**本文**
2012年4月7日日経新聞夕刊に掲載されたものです。

 僕がエベレスト遠征を通じて続けてきた研究「登山家におけるヘムオキシゲナーゼー1の構成的発現」の論文が、昨年、米国科学雑誌BBRCに掲載され、その研究の内容が認められたことで、先月末、無事に順天堂大学大学院医学過程を修了した。
 卒業証書を手にするまで、周りから「ごんチャンは<ばかせ>なの」と「は」に点々がつくか「せ」がないほう(ばか)かとからかわれていたが、今でも「博士」よりそれに近いのではないかと思う。

 「高所登山をしたら人はかわるか?」と単純な問いから始まったこの研究を遺伝子レベルまでに発展させて追求することが出来たのは、指導教授の白澤卓二教授と共同研究者や講座の仲間たち、サンプルを提供してくれた登山ガイド、さらには会社と家族のおかげである。
 そしてある意味、僕の研究者としてのルーツとなったのは父(雄一郎)と、高校時代の米国でのホームステイ先、フィル・メルファさんの存在だ。

[保存データ]
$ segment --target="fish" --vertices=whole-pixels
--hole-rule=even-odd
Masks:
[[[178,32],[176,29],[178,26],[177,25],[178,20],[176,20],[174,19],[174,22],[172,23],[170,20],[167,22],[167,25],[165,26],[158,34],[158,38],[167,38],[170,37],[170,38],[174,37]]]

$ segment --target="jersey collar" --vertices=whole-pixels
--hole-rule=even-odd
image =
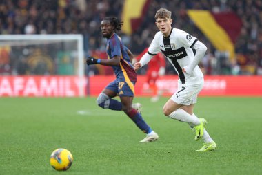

**設問**
A) 高所登山の研究をめぐる文章を2文で要約すること。
B) 高所登山の研究をめぐる文章を、最後の文のあとから書き継ぐこと。

**解答一覧**
A) 筆者はエベレスト遠征を通じて続けた登山家のヘムオキシゲナーゼ-1に関する研究論文が米国科学雑誌BBRCに掲載され、順天堂大学大学院を修了した。「高所登山をしたら人はかわるか?」という問いから始まった研究を遺伝子レベルまで発展させられたのは、指導教授や仲間、登山ガイド、会社と家族のおかげであり、研究者としてのルーツは父と高校時代の米国でのホームステイ先のフィル・メルファさんだと述べている。

B)
 父は僕を幼少のころからキリマンジャロ、エルブルースなど海外の冒険旅行へ連れて行ってくれた。「人生の勉強だ」といって、学校を休まされ、さらに天気がいい日は「こんな日和に学校に行くなんてもったいない」とスキーをさせた。勉強の遅れを取り戻すのは大変だったが、それ以上に世界の広がりを肌で感じ、興味を持つことや熱中することを身もって教えてくれた。
 片や下宿先のフィルは米軍の将校で以前はトップガンの指導教官だった。彼は「将来、スキーを続けて活躍したいのなら今はまず勉強だ」と言って、勉強する習慣も無く英語もろくに話せない僕に、毎晩仕事が終わってから夜中の1時過ぎまで勉強を教えてくれた。おかげで米国西部で最もSATスコア(全国共通試験)が高かったローランドホール学院で落第することなく、卒業の時はなんとヘッドマスター(最優秀成績)で終えることが出来た。厳しくも優しく真摯に「勉強」の大切さを教えてくれた。

 全く反対の教育方針の2人のおかげで、42歳の今になっても僕には楽しくも不思議な冒険に満ちあふれ、知的好奇心を刺激してくれる世界が広がっている。息子の雄豪は今年幼稚園に入園する。冒険と勉強の楽しさを一緒に分かちあえる人生でありたい。